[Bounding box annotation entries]

....

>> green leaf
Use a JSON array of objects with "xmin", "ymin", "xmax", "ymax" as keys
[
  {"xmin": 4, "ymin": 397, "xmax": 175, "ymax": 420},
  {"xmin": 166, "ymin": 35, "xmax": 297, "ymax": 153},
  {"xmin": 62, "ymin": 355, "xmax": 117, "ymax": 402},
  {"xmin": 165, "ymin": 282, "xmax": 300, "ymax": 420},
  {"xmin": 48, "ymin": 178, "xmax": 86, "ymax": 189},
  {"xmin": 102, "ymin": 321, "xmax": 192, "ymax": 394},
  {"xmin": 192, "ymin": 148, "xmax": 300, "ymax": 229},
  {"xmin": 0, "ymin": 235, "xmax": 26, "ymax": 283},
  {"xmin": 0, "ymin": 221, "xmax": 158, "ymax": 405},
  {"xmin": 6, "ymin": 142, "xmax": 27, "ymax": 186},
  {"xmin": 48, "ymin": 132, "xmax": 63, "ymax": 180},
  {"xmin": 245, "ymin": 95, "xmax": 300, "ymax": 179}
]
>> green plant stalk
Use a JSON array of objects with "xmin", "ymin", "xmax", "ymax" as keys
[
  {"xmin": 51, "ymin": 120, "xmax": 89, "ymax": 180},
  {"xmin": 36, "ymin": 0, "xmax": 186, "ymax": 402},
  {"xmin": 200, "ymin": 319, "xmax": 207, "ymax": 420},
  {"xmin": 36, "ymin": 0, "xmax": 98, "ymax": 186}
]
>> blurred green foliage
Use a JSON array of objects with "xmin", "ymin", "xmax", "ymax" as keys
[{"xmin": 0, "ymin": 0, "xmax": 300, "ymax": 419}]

....

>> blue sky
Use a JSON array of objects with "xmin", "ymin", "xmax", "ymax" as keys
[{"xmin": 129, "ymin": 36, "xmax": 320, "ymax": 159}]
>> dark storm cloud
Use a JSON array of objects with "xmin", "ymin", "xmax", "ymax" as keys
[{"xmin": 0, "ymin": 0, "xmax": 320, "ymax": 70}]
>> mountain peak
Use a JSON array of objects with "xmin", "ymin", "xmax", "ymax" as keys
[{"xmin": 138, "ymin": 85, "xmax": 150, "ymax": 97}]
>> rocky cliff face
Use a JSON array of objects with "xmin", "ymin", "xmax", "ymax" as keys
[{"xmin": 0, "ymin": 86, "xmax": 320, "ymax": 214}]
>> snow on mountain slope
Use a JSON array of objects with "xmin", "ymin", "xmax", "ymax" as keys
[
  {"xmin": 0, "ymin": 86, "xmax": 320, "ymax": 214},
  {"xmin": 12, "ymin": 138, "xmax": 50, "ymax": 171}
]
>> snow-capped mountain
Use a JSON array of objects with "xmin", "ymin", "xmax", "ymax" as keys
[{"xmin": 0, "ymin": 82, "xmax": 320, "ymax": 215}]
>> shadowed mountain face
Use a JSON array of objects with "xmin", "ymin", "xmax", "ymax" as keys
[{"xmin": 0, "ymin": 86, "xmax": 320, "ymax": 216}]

....

◆ **Aim of the task**
Give only the number of lines above that contain the word "face".

◆ **Result below**
2